▸ **Work required**
Transcribe all of the records word for word, but omit the pictures.

[Material for the task — start]

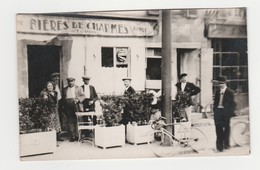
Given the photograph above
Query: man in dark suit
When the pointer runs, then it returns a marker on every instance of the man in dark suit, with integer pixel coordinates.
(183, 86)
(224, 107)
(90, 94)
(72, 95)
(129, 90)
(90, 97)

[Material for the task — finish]

▸ **Exercise response**
Given the photograph above
Query: man in dark suit
When the pointer runs, then it returns a marker on every instance of the man in dark suit, with integer pixel coordinates.
(183, 86)
(224, 107)
(90, 94)
(72, 95)
(129, 90)
(90, 97)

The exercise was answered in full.